**** 本文 ****

播磨の山々

兵庫県姫路市周辺の山歩きと山道具の紹介をしています。2019年5月、Yahoo!ブログから引っ越してきました。

ナビゲータークックシステム(SOD-500)

概要

SOTOブランドのクッカーセットで、容量1800mlと容量1300mlのクッカー計2つとそれらの蓋、ポットリフター(クッカーの取っ手)や断熱カバー(コジー)などがひとまとめになったものです。
 
コジーと呼ばれる断熱カバーは、今までにない珍しい付属品だと思います。
 
▲パッケージ

仕様

製品名: ナビゲータークックシステム(SOD-500)
メーカー: 新富士バーナー株式会社(愛知県)
生産国: 中国
総重量: 608g(カタログ値)
定価: 6,500円(税別)
購入先: アドスポーツ(兵庫県姫路市)

パッケージ内容

パッケージ内容は、以下の画像の通りです。
 
▲パッケージ内容
 
写真上段左からクッカー大(155g)、クッカー小(114g)、クッカー小用コジー
写真中段左からクッカー大用リッド(142g)、クッカー小用リッド(71g)、クッカー用収納ケース(34g)
写真下段左からリフター(38g)とリフター用収納ケース、クッカー小用断熱ディスク
 
▲収納状態

機能

▲クッカー大(左)とクッカー小
 
▲クッカーの蓋は、金属ワイヤーの取っ手を使って持ち上げる(取っ手を展開した状態)
 
一般的な登山用クッカーで、小型のクッカーでよくある折りたたみ式の取っ手ではなく、大きめのクッカーとしては一般的なリフターを使用するタイプ。

**** 記録データ ****

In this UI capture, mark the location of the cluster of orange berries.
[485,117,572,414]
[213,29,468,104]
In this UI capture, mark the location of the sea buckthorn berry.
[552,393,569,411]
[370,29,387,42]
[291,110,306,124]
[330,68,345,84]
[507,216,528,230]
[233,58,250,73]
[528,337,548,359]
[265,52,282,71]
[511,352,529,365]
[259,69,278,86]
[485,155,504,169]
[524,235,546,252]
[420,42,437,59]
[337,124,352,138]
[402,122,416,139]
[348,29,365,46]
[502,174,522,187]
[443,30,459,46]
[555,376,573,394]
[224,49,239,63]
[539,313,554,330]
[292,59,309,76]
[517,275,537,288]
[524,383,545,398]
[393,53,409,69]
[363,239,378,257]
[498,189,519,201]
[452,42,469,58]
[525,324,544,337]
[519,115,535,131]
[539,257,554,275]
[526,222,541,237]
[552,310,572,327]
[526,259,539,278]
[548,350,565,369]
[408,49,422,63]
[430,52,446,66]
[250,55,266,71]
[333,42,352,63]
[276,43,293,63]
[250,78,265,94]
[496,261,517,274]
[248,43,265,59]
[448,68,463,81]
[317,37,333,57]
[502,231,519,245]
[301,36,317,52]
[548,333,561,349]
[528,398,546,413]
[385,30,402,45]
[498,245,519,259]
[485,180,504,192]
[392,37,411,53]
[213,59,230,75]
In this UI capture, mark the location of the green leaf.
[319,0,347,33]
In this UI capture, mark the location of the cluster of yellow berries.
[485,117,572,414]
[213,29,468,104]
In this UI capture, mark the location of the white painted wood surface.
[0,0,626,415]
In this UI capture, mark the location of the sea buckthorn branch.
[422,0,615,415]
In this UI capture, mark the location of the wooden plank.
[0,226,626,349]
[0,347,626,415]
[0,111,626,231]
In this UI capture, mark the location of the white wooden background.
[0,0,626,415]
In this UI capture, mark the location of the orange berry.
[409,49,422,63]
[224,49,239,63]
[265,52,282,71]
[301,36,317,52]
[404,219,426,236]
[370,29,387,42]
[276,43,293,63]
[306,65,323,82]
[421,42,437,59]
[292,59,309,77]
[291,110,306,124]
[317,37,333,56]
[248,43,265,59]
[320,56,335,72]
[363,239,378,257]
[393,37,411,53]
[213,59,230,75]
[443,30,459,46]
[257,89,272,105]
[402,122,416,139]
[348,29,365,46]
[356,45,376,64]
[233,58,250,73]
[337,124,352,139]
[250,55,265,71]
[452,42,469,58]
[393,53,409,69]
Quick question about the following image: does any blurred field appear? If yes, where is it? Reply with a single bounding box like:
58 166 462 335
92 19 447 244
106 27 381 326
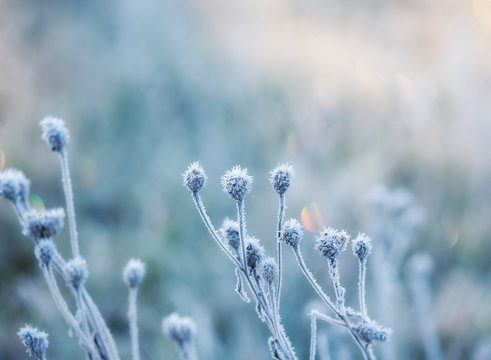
0 0 491 360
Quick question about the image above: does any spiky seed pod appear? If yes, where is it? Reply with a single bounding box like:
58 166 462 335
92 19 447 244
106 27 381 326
262 257 278 284
40 116 70 152
220 218 240 251
281 219 303 248
34 239 56 267
123 259 145 288
0 169 30 203
351 234 372 261
353 320 392 344
17 325 49 360
269 164 294 195
246 236 264 270
222 166 253 201
315 228 350 260
63 256 89 290
162 313 196 345
23 208 65 240
182 161 208 194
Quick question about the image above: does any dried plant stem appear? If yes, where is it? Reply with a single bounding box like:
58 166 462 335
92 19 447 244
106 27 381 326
60 149 80 257
128 287 140 360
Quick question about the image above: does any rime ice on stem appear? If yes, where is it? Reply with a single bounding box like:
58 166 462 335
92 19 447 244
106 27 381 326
187 163 297 360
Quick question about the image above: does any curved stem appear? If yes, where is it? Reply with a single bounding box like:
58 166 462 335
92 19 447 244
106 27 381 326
276 194 285 315
193 193 243 269
60 149 80 257
42 266 100 359
309 311 317 360
358 260 367 317
293 246 374 360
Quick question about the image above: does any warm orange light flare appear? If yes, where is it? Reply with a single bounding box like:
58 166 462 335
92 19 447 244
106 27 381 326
300 202 324 232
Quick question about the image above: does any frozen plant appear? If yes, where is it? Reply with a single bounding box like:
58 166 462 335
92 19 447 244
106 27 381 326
183 162 390 360
0 117 198 360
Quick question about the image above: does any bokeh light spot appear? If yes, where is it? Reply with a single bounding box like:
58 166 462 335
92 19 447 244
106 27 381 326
472 0 491 28
300 202 324 232
29 194 46 210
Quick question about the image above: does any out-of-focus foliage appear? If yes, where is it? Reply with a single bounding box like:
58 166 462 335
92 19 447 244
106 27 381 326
0 0 491 360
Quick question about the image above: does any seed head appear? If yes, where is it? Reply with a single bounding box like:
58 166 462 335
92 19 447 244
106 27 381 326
281 219 303 248
269 164 294 195
162 313 196 345
351 234 372 261
262 257 278 284
182 161 208 194
23 208 65 240
315 228 349 260
17 325 49 360
0 169 30 203
123 259 145 288
221 218 240 251
246 236 264 270
40 116 70 152
63 256 89 290
222 166 252 201
34 239 56 267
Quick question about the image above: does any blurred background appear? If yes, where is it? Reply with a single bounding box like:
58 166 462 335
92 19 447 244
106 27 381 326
0 0 491 360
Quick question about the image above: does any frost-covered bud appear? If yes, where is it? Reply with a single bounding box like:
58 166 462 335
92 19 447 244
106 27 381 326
246 236 264 270
123 259 145 288
17 325 49 360
40 116 70 152
23 208 65 240
34 239 56 267
269 164 294 195
162 313 196 345
315 228 349 260
222 166 252 201
182 161 208 194
353 320 392 344
63 256 89 290
220 218 240 251
0 169 30 203
262 257 278 284
281 219 303 248
351 234 372 261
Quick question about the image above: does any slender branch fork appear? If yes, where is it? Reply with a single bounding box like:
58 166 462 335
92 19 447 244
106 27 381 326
193 193 297 360
293 246 374 360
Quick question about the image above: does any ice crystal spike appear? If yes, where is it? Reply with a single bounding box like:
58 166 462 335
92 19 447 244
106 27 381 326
351 234 372 261
269 164 294 195
182 161 207 194
281 219 303 248
315 228 349 260
17 325 49 360
123 259 145 288
0 169 30 203
353 321 391 344
23 208 65 240
222 166 253 201
64 257 89 290
40 116 70 152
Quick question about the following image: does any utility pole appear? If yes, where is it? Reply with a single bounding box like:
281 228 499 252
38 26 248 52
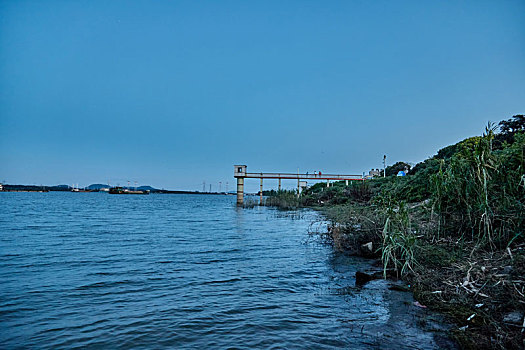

****

やること:
• A. 本文から、「SOTOブランドのクッカーセ」で始まって「定価: 6,500円(税別)」まで続くところを、一字も変えずに抜き出してください。
• B. 本文を読んで、次の問いに答えてください。
(i) このブログは、いつYahoo!ブログから引っ越してきましたか。
(ii) このクッカーセットはどこの国で作られていますか。
(iii) クッカー大の重さは何グラムですか。

答えの一覧:
• A.
SOTOブランドのクッカーセットで、容量1800mlと容量1300mlのクッカー計2つとそれらの蓋、ポットリフター(クッカーの取っ手)や断熱カバー(コジー)などがひとまとめになったものです。
 
コジーと呼ばれる断熱カバーは、今までにない珍しい付属品だと思います。
 
▲パッケージ

仕様

製品名: ナビゲータークックシステム(SOD-500)
メーカー: 新富士バーナー株式会社(愛知県)
生産国: 中国
総重量: 608g(カタログ値)
定価: 6,500円(税別)

• B.
(i) 2019年5月
(ii) 中国
(iii) 155g